• [GOAL]: Arrange the entries as a JSON list of strings with one string per line and blank lines omitted. Begin at the line that contains "legs in this photo." (include that line) and continue through the final line of the entries.
══ ENTRIES SHOWN
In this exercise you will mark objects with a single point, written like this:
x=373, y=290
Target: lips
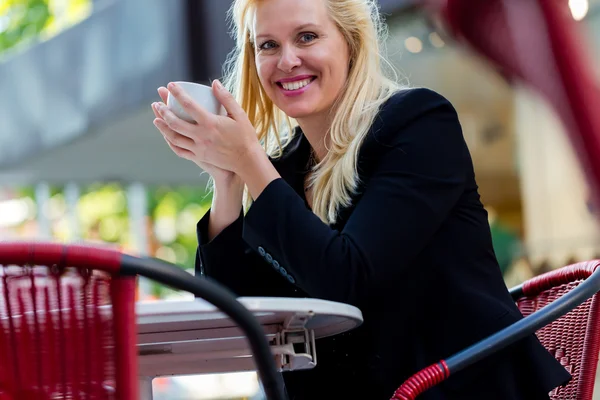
x=296, y=83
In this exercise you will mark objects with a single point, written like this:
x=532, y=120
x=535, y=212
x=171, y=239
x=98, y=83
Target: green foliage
x=22, y=21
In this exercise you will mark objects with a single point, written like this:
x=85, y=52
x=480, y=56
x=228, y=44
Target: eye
x=268, y=45
x=307, y=37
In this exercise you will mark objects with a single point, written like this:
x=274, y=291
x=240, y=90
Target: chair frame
x=124, y=269
x=440, y=371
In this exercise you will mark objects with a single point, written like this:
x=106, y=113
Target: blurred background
x=80, y=159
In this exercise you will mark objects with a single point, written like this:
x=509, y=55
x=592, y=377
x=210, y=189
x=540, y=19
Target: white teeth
x=295, y=85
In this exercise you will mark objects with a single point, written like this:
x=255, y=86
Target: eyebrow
x=299, y=28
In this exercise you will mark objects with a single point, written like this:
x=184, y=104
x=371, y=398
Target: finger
x=198, y=113
x=234, y=110
x=163, y=92
x=183, y=153
x=155, y=111
x=173, y=137
x=173, y=121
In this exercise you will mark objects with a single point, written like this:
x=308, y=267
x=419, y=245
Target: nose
x=288, y=59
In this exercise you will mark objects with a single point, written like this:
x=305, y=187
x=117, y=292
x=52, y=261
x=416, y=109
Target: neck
x=315, y=129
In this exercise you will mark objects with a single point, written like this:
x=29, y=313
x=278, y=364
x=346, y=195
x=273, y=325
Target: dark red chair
x=68, y=322
x=536, y=43
x=574, y=339
x=561, y=308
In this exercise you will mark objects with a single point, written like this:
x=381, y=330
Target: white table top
x=194, y=337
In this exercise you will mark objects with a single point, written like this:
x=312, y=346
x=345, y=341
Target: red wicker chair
x=562, y=308
x=68, y=322
x=538, y=43
x=574, y=339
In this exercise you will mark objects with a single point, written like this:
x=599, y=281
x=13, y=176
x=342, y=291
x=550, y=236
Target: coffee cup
x=201, y=94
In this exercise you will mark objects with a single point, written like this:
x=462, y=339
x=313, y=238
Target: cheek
x=264, y=72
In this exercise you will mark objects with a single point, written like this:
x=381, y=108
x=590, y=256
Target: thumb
x=234, y=110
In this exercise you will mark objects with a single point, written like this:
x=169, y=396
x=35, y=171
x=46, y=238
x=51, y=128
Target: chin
x=298, y=110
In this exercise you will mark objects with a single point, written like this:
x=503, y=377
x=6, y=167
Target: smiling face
x=302, y=58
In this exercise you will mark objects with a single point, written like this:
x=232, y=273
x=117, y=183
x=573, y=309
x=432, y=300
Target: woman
x=370, y=200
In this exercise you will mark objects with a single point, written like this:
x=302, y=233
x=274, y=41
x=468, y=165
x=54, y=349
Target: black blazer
x=413, y=251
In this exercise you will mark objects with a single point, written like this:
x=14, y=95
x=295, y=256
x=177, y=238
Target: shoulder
x=411, y=112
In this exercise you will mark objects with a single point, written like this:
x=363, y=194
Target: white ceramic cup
x=202, y=94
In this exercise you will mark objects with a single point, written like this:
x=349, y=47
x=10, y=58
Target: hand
x=218, y=174
x=227, y=142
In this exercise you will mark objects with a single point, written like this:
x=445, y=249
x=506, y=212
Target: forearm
x=257, y=171
x=226, y=205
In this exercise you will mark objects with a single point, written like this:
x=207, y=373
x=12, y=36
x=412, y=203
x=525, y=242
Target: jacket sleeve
x=417, y=178
x=228, y=260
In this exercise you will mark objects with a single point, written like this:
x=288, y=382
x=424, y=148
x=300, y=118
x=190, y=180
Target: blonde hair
x=335, y=178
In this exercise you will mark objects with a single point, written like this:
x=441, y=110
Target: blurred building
x=528, y=175
x=75, y=109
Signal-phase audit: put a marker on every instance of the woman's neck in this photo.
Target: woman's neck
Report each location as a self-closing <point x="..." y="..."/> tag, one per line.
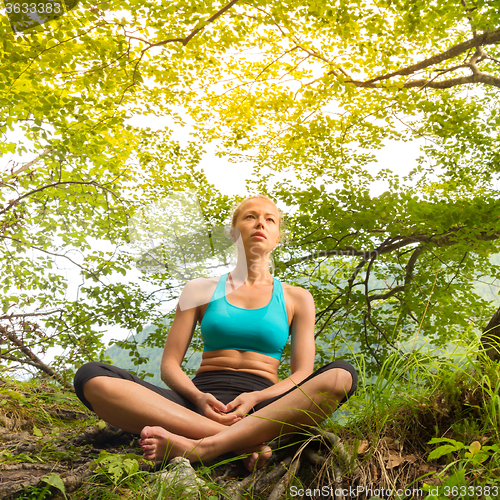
<point x="252" y="273"/>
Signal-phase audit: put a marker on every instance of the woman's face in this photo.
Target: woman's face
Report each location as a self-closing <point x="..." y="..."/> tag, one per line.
<point x="259" y="223"/>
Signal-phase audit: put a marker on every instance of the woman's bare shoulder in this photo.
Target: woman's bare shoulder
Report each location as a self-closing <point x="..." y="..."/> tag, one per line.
<point x="197" y="292"/>
<point x="296" y="291"/>
<point x="296" y="296"/>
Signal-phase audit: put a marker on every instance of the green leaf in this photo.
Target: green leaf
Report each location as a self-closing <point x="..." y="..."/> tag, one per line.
<point x="55" y="480"/>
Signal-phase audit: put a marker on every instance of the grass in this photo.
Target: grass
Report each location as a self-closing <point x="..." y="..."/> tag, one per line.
<point x="436" y="413"/>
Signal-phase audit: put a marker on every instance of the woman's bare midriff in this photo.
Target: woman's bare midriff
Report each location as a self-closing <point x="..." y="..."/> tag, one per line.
<point x="246" y="361"/>
<point x="230" y="359"/>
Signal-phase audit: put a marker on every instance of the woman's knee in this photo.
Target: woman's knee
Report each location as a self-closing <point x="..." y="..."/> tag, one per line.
<point x="336" y="382"/>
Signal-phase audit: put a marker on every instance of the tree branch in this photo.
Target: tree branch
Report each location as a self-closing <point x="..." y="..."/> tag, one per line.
<point x="487" y="38"/>
<point x="193" y="33"/>
<point x="34" y="359"/>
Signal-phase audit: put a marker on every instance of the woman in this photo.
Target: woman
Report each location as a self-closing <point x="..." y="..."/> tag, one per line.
<point x="235" y="402"/>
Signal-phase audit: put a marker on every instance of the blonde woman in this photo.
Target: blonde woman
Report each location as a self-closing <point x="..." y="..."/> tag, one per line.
<point x="235" y="402"/>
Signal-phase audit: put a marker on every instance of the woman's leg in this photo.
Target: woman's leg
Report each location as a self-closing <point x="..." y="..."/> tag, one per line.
<point x="127" y="402"/>
<point x="130" y="407"/>
<point x="308" y="405"/>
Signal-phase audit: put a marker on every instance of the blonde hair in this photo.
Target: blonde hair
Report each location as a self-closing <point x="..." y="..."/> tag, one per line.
<point x="282" y="222"/>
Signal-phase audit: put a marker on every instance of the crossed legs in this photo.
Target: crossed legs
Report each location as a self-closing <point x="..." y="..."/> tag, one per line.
<point x="308" y="405"/>
<point x="130" y="406"/>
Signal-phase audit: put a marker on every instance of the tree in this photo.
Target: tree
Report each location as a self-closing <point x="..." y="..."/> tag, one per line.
<point x="331" y="84"/>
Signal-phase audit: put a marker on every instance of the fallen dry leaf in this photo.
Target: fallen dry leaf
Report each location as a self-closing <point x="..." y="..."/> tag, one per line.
<point x="394" y="461"/>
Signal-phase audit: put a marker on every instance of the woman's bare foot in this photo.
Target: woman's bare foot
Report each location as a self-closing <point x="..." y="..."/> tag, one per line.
<point x="258" y="458"/>
<point x="159" y="444"/>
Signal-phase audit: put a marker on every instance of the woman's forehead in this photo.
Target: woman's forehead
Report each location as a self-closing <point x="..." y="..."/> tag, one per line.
<point x="260" y="204"/>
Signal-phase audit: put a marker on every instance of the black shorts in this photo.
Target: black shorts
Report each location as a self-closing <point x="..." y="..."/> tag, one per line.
<point x="225" y="385"/>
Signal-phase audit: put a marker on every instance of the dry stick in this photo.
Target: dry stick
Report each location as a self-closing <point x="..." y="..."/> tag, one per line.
════
• [WRITTEN SOLUTION]:
[
  "Signal-phase audit: put a marker on every instance of the crossed legs in this photo.",
  "Target: crossed legs",
  "Report each location as a self-closing <point x=\"...\" y=\"...\"/> tag, one per line.",
  "<point x=\"308\" y=\"405\"/>",
  "<point x=\"130\" y=\"406\"/>",
  "Signal-phase audit: put a marker on every instance of the tree in this photo.",
  "Target: tree",
  "Report each location as a self-closing <point x=\"...\" y=\"...\"/> tag, one per line.",
  "<point x=\"331\" y=\"84\"/>",
  "Signal-phase audit: put a marker on every instance of the fallen dry leaf in this photo.",
  "Target: fallen dry leaf",
  "Report each location as a self-closing <point x=\"...\" y=\"...\"/> tag, one per line.",
  "<point x=\"394\" y=\"461\"/>",
  "Signal-phase audit: put a marker on every instance of the woman's bare foot in this photo.",
  "Target: woman's bare foot",
  "Report each location as a self-closing <point x=\"...\" y=\"...\"/> tag, one per line.",
  "<point x=\"258\" y=\"458\"/>",
  "<point x=\"159\" y=\"444\"/>",
  "Signal-phase audit: put a marker on every instance of the woman's forehead in this photo.",
  "Target: woman's forehead",
  "Report each location as a self-closing <point x=\"...\" y=\"...\"/> tag, one per line.",
  "<point x=\"260\" y=\"204\"/>",
  "Signal-phase audit: put a marker on every instance of the black shorts in this photo.",
  "Target: black shorts",
  "Report each location as a self-closing <point x=\"...\" y=\"...\"/> tag, one per line.",
  "<point x=\"225\" y=\"385\"/>",
  "Signal-phase audit: put a marker on every instance of the dry stick in this photo.",
  "Target: dry stick",
  "Report each location as a self-closing <point x=\"...\" y=\"...\"/> tag, one per line."
]